**Trecho do documento:**
O estudo traçou o perfil das mortes após lipoaspiração noticiadas pela imprensa brasileira entre janeiro de 1987 e setembro de 2015. Nesse período, o dermatologista Érico Pampado Di Santi, autor da tese, identificou 102 casos.
É o maior número já relatado na literatura médica, mas tem limitação: só uma parcela das mortes chega ao conhecimento da imprensa. Ao buscar as certidões de óbitos desses casos nos cartórios, ele encontrou 86: 98% das vítimas eram mulheres, a maioria jovens. Entre 2016 e 2017, foram noticiadas outras 16 mortes relacionadas à lipoaspiração – não incluídas na tese. Em 2015, foram feitas no Brasil 182.765 cirurgias.
“A morte de pessoas saudáveis em uma cirurgia cosmética e, por definição, eletiva, requer atenção das autoridades em saúde pública”, diz Di Santi, que teve ajuda de um patologista para analisar as certidões de óbito.
Quase metade dessas mortes (44,11%) ocorreu no mesmo dia da cirurgia e dentro de hospitais (54%). A literatura médica aponta que o maior risco de morte está ligado ao volume de gordura aspirado, ao número de regiões tratadas e à agressão ao organismo durante a cirurgia — como perda de sangue maior que um litro.

**Enunciado:** De acordo com o trecho do documento, quantas mortes após lipoaspiração o estudo identificou entre janeiro de 1987 e setembro de 2015?

**Dados fornecidos:**

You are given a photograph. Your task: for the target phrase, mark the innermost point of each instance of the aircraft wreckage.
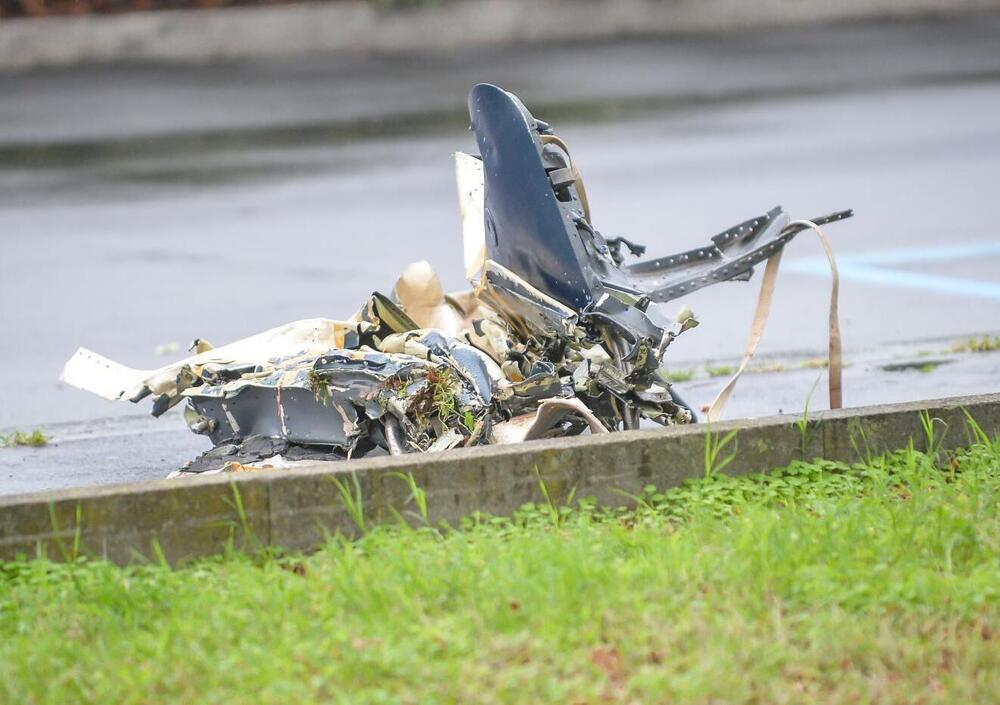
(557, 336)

==

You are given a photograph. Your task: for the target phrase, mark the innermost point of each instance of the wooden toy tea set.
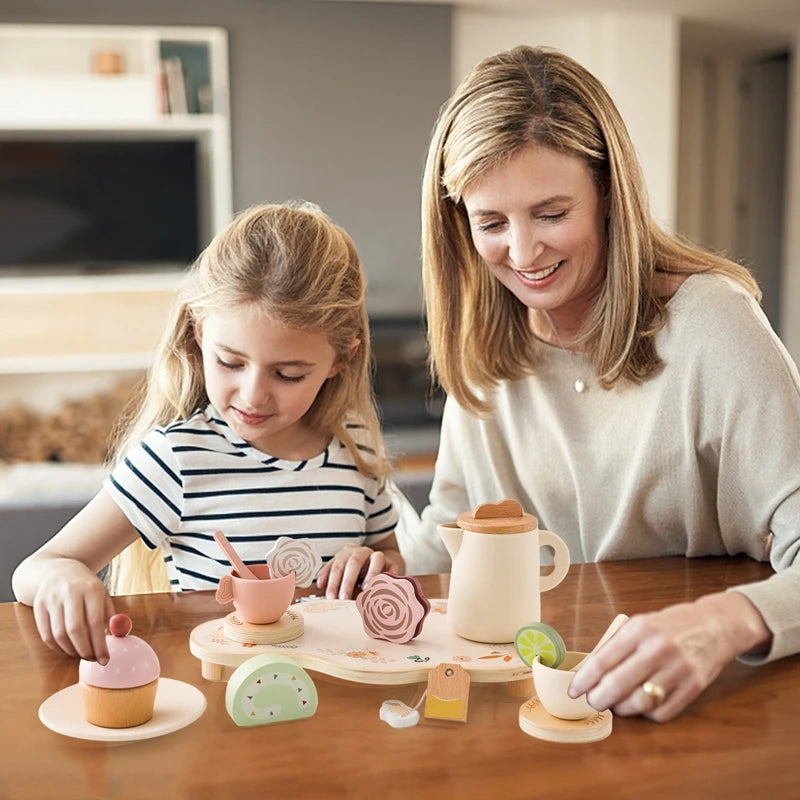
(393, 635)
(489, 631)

---

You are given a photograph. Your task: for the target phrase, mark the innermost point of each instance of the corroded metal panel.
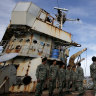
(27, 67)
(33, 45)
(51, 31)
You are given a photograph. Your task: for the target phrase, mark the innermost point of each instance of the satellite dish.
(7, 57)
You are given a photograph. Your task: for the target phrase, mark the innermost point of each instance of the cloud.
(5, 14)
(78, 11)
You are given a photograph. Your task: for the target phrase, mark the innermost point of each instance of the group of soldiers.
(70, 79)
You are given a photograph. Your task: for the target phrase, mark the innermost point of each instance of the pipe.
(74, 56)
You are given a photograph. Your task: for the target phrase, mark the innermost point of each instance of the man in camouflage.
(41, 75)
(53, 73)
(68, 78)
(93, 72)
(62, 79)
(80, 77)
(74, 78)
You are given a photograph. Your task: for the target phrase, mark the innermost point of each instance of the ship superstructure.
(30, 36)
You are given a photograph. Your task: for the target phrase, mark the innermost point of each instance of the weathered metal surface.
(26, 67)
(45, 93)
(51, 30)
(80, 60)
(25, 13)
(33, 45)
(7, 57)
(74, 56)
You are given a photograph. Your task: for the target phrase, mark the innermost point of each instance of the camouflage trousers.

**Resolução:** O estudo identificou 102 casos.